Experiments have been conducted to understand how different components affect the performance of the model. With a focus on the pivotal parameters selection, two key areas were examined. First, the influence of the ratio of training parameters on the final results was examined. Then, the selection method of the disclosed implementations was compared with random selection to show its effectiveness. For the integration of multiple concepts, the effect of using different numbers of concept identifier tokens was also studied. Results of this testing are presented below in Table 2.
| TABLE 2 |
| Ablation study on Training Parameter |
| Ratio and Parameter Selection. |
| Training Parameters | Text | Audio |
| Ratio (%) | Alignment ↑ | Alignment ↑ |
| 1 | 29.39 | 37.06 |
| 5 | 26.01 | 39.91 |
| 10 | 24.11 | 42.23 |
| 50 | 19.43 | 46.10 |
| 100 | 18.67 | 46.68 |
| 5-random | 28.14 | 35.64 |
In the pivotal parameters approach disclosed herein, a selected subset of influential value projection parameters was trained from the self-attention layers. The selection ratio of P (described above) is varied from 1% to 100%, as shown in Table 2. Increasing the ratio will improves the Audio Alignment ability but deprecate the generalization ability of the model. The results indicate that a selection ratio of about 5% yields optimal performance. At this ratio, the model effectively balances the acquisition of new concepts with the preservation of previously learned knowledge. A comparison between the Pivotal Parameters selection and random selection, as shown in Table 2, (between ‘5’ and ‘5-random’) shows that training the parameters chosen through the Pivotal Parameters method brings the model superior fitting capabilities and results in a better Audio Alignment compared to training parameters that were selected randomly.
★ ★ ★ ★
■ What the task requires ■
According to the ablation study excerpt, what selection ratio yields optimal performance? The data has no connection to the ablation study excerpt.

■ Given material ■
★ ★ ★ ★
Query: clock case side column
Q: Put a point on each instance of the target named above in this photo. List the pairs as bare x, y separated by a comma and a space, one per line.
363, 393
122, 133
★ ★ ★ ★
■ Exercise result ■
A selection ratio of about 5% yields optimal performance.